▸ **Extract**
>>>>
Best model for creating code reviewer

Hello all, I am working on an application that will review the code just like we do in chat gpt itself. I want to fine tune that model I want to list down the errors, suggestions and newly rewritten code. Which open ai model is suitable for this task. I am thinking to go with 4 omni or train my own model using azure ai studios. Do you all have any suggestions how can I proceed and what free same tools are available in market.

If I where you I would start with MVP based on a finetune gpt 3.5 turbo. That way you’ll get something down fast with good quality. Going on azure ai studios will be much more time consuming and expensive - In my opinion its suited for a later stage of your idea.

You can fine tune gpt-3.5 easy and effectively here is a guide

Also I developed a free web app to quickly create curated jsonl datasets for fine tuning. You can check it out here. Let me know if you like it!
<<<<
▸ **Prompt A**
In the forum thread about picking a model for a code reviewer, what does the first reply recommend as a starting point for an MVP?
▸ **Prompt B**
Resume the forum thread about picking a model for a code reviewer, starting after its last post.
The records that follow come from a separate source.

▸ **Extracted information**
>>>>
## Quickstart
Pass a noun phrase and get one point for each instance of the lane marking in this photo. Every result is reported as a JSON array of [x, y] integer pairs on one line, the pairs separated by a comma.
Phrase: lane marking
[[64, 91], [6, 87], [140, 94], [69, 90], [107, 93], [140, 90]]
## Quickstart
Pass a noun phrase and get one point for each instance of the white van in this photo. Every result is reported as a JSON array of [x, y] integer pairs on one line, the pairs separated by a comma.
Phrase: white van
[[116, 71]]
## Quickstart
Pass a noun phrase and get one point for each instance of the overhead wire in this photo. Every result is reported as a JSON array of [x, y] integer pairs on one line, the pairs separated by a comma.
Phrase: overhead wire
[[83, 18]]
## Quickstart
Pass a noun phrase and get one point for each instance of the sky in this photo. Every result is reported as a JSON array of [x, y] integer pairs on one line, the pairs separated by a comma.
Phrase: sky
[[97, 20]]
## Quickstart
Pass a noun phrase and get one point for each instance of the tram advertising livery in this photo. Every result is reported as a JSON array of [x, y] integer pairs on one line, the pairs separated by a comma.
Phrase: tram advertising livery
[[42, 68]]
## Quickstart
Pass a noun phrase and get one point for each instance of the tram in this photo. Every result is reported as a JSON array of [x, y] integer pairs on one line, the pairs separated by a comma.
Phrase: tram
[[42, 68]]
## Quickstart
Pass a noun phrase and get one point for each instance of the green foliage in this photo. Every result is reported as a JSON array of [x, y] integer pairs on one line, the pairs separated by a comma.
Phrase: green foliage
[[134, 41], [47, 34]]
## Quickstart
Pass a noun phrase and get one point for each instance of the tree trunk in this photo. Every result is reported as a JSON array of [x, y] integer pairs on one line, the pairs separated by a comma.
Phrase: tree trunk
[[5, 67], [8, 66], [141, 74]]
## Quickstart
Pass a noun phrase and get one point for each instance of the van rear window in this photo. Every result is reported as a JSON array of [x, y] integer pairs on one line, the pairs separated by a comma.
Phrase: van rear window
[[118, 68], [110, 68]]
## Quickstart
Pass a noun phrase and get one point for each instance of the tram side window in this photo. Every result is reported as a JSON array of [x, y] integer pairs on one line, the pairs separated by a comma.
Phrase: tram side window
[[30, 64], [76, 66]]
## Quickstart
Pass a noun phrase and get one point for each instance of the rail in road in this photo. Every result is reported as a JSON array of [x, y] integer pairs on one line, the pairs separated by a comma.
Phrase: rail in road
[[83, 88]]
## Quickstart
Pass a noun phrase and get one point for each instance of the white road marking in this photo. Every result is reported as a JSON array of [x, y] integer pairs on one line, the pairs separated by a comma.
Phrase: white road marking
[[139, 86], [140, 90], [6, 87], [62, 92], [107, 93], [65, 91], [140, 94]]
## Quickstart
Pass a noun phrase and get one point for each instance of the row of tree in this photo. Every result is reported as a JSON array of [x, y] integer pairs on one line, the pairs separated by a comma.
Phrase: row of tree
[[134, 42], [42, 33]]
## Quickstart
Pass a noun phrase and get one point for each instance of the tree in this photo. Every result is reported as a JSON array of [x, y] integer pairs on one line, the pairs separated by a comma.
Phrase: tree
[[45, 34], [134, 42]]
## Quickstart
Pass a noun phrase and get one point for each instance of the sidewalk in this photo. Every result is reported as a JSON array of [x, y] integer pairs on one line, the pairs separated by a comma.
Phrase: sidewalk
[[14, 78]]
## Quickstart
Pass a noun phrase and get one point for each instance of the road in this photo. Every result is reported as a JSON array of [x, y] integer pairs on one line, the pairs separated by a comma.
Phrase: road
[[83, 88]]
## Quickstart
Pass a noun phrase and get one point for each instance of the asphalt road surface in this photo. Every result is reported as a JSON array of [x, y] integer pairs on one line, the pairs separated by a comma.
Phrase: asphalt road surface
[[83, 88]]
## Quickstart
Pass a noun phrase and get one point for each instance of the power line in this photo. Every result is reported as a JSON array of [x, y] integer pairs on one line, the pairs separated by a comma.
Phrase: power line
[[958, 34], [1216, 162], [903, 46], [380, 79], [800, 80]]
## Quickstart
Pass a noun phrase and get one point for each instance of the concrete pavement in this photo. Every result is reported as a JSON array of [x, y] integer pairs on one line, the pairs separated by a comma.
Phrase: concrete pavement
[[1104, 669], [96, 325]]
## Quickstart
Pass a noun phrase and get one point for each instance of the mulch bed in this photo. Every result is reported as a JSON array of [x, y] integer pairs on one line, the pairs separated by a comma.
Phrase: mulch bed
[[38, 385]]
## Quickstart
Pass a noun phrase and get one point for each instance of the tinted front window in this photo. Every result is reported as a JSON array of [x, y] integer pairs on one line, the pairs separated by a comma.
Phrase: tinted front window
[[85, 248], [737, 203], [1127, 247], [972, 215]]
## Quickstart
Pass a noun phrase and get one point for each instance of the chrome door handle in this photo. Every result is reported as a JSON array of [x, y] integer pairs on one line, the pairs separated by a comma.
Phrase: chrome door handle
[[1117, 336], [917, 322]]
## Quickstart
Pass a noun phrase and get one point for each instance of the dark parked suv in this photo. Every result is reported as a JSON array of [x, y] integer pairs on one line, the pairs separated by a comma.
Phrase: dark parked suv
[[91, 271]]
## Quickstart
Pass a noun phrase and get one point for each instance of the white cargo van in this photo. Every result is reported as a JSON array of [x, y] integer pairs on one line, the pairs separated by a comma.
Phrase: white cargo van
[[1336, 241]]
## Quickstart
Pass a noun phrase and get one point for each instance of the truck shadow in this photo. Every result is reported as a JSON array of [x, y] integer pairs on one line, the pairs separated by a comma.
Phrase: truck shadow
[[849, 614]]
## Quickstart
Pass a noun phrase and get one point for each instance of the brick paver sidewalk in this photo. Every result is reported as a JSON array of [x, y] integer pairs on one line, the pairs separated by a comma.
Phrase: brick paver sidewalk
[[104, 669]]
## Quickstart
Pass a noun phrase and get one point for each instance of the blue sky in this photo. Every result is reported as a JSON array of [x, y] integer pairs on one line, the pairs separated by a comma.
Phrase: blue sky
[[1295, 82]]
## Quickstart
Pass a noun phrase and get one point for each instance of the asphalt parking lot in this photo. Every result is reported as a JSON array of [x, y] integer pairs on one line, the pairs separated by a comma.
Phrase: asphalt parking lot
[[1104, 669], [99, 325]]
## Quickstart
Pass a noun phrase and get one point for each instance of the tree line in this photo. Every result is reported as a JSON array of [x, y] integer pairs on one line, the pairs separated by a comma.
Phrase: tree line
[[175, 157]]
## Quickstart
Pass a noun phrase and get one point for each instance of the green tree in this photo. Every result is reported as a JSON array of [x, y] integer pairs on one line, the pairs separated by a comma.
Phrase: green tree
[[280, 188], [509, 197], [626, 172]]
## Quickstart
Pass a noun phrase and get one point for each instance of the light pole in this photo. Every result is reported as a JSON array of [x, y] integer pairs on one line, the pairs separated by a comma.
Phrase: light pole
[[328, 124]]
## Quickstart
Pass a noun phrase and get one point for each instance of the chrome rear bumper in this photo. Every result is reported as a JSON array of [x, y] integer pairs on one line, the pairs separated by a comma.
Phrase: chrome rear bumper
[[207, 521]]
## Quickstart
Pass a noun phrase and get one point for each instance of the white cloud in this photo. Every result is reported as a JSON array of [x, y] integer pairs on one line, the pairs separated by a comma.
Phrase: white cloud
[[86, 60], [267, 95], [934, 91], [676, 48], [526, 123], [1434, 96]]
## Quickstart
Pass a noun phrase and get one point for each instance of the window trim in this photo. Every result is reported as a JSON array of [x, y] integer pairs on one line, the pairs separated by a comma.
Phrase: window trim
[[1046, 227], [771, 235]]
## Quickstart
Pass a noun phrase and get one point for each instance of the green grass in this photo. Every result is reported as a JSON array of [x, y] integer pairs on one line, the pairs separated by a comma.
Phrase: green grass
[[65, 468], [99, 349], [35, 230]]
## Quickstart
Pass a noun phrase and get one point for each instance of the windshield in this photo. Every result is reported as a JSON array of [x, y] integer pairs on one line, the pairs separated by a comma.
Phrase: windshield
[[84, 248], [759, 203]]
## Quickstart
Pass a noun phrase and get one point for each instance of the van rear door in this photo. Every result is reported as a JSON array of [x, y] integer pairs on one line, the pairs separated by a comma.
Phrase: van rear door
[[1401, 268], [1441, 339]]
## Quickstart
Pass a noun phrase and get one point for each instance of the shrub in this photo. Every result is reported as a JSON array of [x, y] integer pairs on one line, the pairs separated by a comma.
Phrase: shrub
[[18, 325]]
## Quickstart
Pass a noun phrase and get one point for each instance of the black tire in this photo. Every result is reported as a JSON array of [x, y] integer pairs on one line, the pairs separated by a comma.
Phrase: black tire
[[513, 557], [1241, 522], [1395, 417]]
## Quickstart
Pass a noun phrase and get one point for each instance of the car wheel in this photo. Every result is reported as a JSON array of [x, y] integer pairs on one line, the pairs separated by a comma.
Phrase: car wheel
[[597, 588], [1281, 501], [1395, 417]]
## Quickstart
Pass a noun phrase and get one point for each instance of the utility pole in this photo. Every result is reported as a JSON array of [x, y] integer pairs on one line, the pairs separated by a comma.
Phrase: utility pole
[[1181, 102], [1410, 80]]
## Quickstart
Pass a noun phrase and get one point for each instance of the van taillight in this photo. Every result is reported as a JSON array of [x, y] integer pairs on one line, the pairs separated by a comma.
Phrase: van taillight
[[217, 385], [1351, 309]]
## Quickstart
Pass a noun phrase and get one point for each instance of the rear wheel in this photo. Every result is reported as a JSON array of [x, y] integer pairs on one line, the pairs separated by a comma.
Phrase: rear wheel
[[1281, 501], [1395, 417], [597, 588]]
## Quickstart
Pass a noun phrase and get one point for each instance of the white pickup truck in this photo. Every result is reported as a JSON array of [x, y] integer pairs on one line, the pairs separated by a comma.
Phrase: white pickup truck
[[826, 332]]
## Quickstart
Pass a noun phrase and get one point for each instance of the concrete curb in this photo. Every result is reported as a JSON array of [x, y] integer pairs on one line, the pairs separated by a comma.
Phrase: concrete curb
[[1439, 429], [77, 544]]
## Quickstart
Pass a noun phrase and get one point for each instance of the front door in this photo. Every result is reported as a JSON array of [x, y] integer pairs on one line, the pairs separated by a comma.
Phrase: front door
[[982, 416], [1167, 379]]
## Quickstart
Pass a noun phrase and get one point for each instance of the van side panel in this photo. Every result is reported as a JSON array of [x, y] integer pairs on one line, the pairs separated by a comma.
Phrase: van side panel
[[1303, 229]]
<<<<
▸ **Written reply A**
A fine-tuned gpt 3.5 turbo.

▸ **Written reply B**
@guidotrevisan6 Thanks for replying, but why not go with 4o it is much faster, cost effective and with latest data as compared to gpt-3.5

GPT-4o would be a good choice, but there is a waitlist to fine-tune it and I wouldn’t bet on getting access to it soon enough. The datasets you will use to train GPT-4O will be the same as GPT-3.5 so might as well start with the current model you can access right now and join the waitlist in the meantime.

If they ever release it (unlikely) CriticGPT would be the best choice for this.

Until then, gpt-4 or gpt-4o will be the best OpenAI models for this task.

@guidotrevisan6 @anon22939549 I read the doc for now we can’t train on gpt 4 so I guess Gpt-3.5 should be the go to model. Do you guys have any Idea about Claude

First, you’ll want to ensure first that a fine-tuned gpt-3.5-turbo outperforms gpt-4o. Note that in the CriticGPT paper I shared they were using a fine-tuned gpt-4 model tuned on about 40,000 examples and a total of about 12M tokens. While this isn’t an overwhelmingly large amount for fine-tuning, it’s likely a very high-quality training set. And, even then, it didn’t outperform the base gpt-4 model by that much. So, unless your fine-tuning data is much larger and/or better than theirs, I wouldn’t be optimistic about a fine-tuned gpt-3.5-turbo being better than gpt-4o.